● **Requirement**: Copy the items below word for word, from the line containing "[locate] the truck" through the line containing "<point>309,142</point>". Include both of those lines and nothing outside that stretch.

(Dataset items)
** start **

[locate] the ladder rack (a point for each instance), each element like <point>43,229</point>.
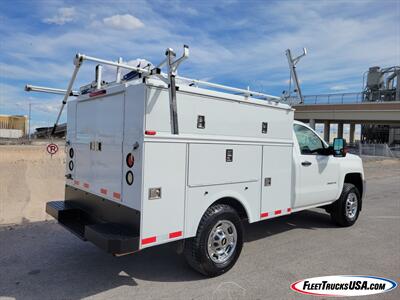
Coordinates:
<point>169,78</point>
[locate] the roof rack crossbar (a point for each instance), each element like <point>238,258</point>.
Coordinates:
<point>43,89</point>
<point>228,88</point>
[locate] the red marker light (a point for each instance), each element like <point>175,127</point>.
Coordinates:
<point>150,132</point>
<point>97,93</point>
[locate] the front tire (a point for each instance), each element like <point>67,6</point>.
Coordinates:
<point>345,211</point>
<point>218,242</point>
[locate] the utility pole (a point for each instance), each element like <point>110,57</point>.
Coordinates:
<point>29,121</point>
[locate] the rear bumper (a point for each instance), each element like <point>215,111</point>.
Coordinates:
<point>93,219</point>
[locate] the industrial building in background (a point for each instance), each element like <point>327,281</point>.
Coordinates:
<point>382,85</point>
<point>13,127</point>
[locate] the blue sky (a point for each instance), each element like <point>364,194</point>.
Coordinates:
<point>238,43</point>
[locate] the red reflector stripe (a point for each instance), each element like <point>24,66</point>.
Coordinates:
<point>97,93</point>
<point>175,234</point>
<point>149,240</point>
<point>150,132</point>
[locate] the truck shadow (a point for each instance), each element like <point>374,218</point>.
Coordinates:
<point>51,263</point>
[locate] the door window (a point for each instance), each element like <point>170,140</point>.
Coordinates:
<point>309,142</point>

** end **
** start **

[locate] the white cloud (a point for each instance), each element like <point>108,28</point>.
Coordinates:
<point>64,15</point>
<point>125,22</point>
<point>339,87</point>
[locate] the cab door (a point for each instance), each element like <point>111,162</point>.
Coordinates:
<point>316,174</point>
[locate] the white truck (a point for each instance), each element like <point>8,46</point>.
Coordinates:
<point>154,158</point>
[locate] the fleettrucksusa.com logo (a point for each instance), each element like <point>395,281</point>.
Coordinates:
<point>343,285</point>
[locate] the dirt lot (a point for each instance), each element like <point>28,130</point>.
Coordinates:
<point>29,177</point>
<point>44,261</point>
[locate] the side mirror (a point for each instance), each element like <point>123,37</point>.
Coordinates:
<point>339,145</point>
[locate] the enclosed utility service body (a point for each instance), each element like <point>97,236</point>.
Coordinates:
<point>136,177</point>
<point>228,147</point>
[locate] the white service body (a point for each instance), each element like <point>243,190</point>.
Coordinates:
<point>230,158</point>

** end **

● **Correct answer**:
[locate] the truck shadow (a point for each instance), each element like <point>374,218</point>.
Coordinates:
<point>51,263</point>
[locate] the door window (a point for each instance), each element like <point>170,140</point>.
Coordinates:
<point>309,142</point>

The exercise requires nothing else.